Please continue the comments on learning English and on Thai classrooms from the point where they stop.

— Begin Extract provided —

Perhaps it would be better for those who make comments to be able to speak "the Queen's English" themselves.

This comment should read :- What I suggest is to teach it well ( not "good" ) to those............ It's really ( not "Its real" ) frustrating.........

Well here's another view. English is probably the main world language (yes I know that more people speak Spanish and of course vast numbers speak a Chinese language.

Learning English (or other languages) doesn't need to be hard work.

In some countries where English is not the mother tongue parents (who have learned English the same way) give a lot of attention at home to their kids, from quite small, learning a lot of English vocabulary both nouns and verbs, and more.

When they start school they start small sentences in English (with a lot of fun in the process) and by Primary 3 they have advanced English skills in all 4 functions. In many of these countries the majority of schools use English as the lesson language for all primary and secondary lessons.

It can be done and it can be painless.

_________________________________________________

Yes, Thai students from government and a surprising number of bi-lingual schools are last and bored.

Well I would be bored too if I had to sit and listen to a bored teacher all day and not even understanding a lot of the monotone 'lecture' from the bored teacher and not allowed to ask questions. Plus no attempt to get the kids to think or to analyze.

In fact this formulates an overall strong picture in the students mind 'school is boring, when can I go home'.

There's a good chance the same attitude carries through to learning anything, except the one or two very specific things every human being really likes and they are probably not academic subjects.

— End Extract provided —
— Begin Data shown —

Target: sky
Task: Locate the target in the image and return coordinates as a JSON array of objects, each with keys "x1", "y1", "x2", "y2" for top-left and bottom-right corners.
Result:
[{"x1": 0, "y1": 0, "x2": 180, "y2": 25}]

— End Data shown —

_The reply_.
Edited by scorecard
Posted (edited)

There are many problems. Poorly trained Thai nationals teaching English grammar and pronunciation is one. Native English teachers are not allowed to talk about grammar in the government schools at all; they will be run out of the school. Lack of effective study skills among students is another. No training in pedagogy--most Thai teachers have students simply memorize lists. But the lack of incentives for Thai students to perform is a major problem. The AEC won't change Thailand, the Kingdom will just ignore it. The underlying issue here is that development in general is discouraged because it may promote political instability. The leaders here would rather be able to claim all of a very small pie than a percentage of a much larger pie--growth is seen as a zero sum game. And the workers who would drive growth will never benefit from their efforts. It's not in anybody's short-term interests to improve anything here. As Thailand falls further behind the rest of the region and the globe, it will simply shut out the world and use propaganda to convince it's population it is superior to everyone else. Thailand is destined to become the next Ne Win's Burma. With a little bad luck, it could rival Kim Jong Il's North Korea. But no one cares. We are watching a self-destructive society in free-fall towards a failed state.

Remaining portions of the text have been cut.